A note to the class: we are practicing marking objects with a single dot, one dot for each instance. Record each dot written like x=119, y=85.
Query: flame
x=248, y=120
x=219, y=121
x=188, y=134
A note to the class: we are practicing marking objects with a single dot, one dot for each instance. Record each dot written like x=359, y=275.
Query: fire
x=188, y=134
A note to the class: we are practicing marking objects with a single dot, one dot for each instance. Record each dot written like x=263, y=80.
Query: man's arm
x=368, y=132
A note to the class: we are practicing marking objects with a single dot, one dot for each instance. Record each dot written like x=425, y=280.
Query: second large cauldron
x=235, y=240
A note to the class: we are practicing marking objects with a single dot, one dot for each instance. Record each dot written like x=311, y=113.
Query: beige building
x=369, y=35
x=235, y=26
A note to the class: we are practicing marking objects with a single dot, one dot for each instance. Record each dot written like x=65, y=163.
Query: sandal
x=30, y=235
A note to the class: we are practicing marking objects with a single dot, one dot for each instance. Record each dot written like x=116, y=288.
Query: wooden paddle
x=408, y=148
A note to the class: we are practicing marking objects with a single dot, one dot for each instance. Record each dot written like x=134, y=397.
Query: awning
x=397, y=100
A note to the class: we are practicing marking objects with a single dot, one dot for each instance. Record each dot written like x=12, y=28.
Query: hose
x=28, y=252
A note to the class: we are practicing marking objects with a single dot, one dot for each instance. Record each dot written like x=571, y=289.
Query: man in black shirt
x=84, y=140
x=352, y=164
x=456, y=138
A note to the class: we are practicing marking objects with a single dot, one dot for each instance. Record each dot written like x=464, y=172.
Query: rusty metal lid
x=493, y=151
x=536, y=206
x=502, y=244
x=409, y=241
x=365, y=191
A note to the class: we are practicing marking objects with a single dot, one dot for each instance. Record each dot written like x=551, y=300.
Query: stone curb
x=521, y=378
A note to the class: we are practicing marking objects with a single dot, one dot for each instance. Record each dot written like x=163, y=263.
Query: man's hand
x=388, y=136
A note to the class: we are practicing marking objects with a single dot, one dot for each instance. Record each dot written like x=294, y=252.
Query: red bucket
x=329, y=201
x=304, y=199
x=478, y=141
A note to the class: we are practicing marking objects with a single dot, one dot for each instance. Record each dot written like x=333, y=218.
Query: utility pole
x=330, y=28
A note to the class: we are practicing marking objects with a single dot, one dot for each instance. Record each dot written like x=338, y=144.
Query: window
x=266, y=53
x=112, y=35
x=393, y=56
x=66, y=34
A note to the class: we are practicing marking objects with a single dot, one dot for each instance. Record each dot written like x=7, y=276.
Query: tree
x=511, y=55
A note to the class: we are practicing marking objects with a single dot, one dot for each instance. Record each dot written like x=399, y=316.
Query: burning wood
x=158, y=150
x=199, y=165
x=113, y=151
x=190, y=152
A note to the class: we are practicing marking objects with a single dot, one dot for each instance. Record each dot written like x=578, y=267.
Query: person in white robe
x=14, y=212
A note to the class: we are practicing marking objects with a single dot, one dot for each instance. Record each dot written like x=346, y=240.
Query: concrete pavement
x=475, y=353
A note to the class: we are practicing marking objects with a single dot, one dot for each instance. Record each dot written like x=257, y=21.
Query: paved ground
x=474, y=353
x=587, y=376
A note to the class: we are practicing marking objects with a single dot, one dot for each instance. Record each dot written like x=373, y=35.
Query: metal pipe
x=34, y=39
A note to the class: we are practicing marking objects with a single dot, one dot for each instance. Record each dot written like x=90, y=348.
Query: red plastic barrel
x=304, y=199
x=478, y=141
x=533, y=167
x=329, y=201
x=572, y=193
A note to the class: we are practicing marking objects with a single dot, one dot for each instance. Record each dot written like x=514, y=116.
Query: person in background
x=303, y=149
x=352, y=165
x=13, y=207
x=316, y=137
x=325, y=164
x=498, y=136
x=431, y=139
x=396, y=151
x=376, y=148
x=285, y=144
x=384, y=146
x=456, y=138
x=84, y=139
=-=-=
### Exercise details
Please copy all of the records above word for word, without changing anything.

### Exercise response
A note to the class: we are practicing marking objects with a single dot, one dot for each instance. Record each dot written like x=119, y=85.
Query: flame
x=248, y=120
x=219, y=121
x=188, y=134
A note to the class: we are practicing marking objects with a single dot, one dot for each instance. Record each dot written like x=359, y=275.
Query: fire
x=188, y=134
A note to the class: we are practicing marking objects with a single dot, one dot for each instance. Record each dot written like x=263, y=80.
Query: man's arm
x=368, y=132
A note to the class: we are practicing marking objects with a single dot, one dot for each instance. Record each dot written like x=425, y=280.
Query: second large cauldron
x=235, y=240
A note to the class: we are practicing marking objects with a single dot, one dot for each instance. Record each dot written like x=311, y=113.
Query: beige building
x=369, y=35
x=235, y=26
A note to the class: we are practicing marking objects with a single dot, one dot for each instance. Record each dot written like x=65, y=163.
Query: sandal
x=30, y=235
A note to the class: we are practicing marking objects with a single dot, one dot for each instance. Record each dot written like x=116, y=288.
Query: wooden paddle
x=408, y=148
A note to the class: we are practicing marking objects with a single dot, one dot for each instance. Record each dot written like x=134, y=397.
Query: awning
x=397, y=100
A note to the class: we are practicing marking objects with a single dot, one dot for each instance. Record each dot written like x=12, y=28.
Query: hose
x=28, y=252
A note to the class: we are practicing marking objects with a single dot, one dot for each instance. Record each dot written like x=571, y=289.
Query: man in black shirt
x=84, y=140
x=352, y=164
x=456, y=138
A note to the class: we are practicing marking objects with a single dot, one dot for each instance. Record each dot written like x=464, y=172.
Query: rusty metal lid
x=493, y=151
x=536, y=206
x=502, y=244
x=409, y=241
x=365, y=191
A note to the class: we are practicing marking objects with a single dot, one dot for each instance. Record each dot written like x=551, y=300.
Query: stone curb
x=521, y=378
A note to the class: we are practicing marking objects with a single dot, one dot for each instance. Record each dot written like x=163, y=263.
Query: man's hand
x=388, y=136
A note to the class: we are practicing marking objects with a single dot, one dot for each instance. Record each dot written like x=294, y=252.
Query: red bucket
x=329, y=201
x=304, y=199
x=478, y=141
A note to the class: we are practicing marking objects with a single dot, one dot for each instance. Record each dot written like x=333, y=218.
Query: utility pole
x=330, y=28
A note to the class: we are practicing marking objects with a single dot, one dot for each instance. Record each dot written like x=338, y=144.
Query: window
x=266, y=53
x=112, y=35
x=393, y=56
x=66, y=34
A note to the class: we are practicing marking objects with a single dot, one dot for each instance. Record each dot written like x=7, y=276.
Query: tree
x=511, y=55
A note to the class: we are practicing marking objects with a single dot, one dot for each instance. Record each dot written like x=399, y=316.
Query: burning wood
x=158, y=150
x=199, y=165
x=113, y=151
x=190, y=152
A note to the class: we are practicing marking objects with a single dot, one dot for each instance. Record each dot written like x=578, y=267.
Query: person in white robe
x=14, y=212
A note to the class: we are practicing marking objects with a single dot, one dot for each instance. Record each dot written like x=346, y=240.
Query: concrete pavement
x=475, y=353
A note to the class: we are practicing marking objects with a single dot, one dot for each instance. Record each dot written like x=257, y=21.
Query: paved ground
x=474, y=353
x=587, y=376
A note to the class: we are practicing marking objects with a single dot, one dot for each instance. Record each dot written like x=373, y=35.
Query: metal pipe
x=34, y=39
A note to the class: we are practicing marking objects with a single dot, one dot for each instance. Record each dot written like x=90, y=348.
Query: red plastic barrel
x=304, y=199
x=478, y=141
x=533, y=167
x=329, y=201
x=572, y=193
A note to the class: we are practicing marking objects with a single dot, one dot for each instance. Record each dot written like x=514, y=116.
Query: person in background
x=303, y=149
x=352, y=165
x=13, y=207
x=316, y=137
x=325, y=164
x=498, y=136
x=431, y=139
x=396, y=151
x=376, y=148
x=285, y=144
x=384, y=146
x=456, y=138
x=84, y=139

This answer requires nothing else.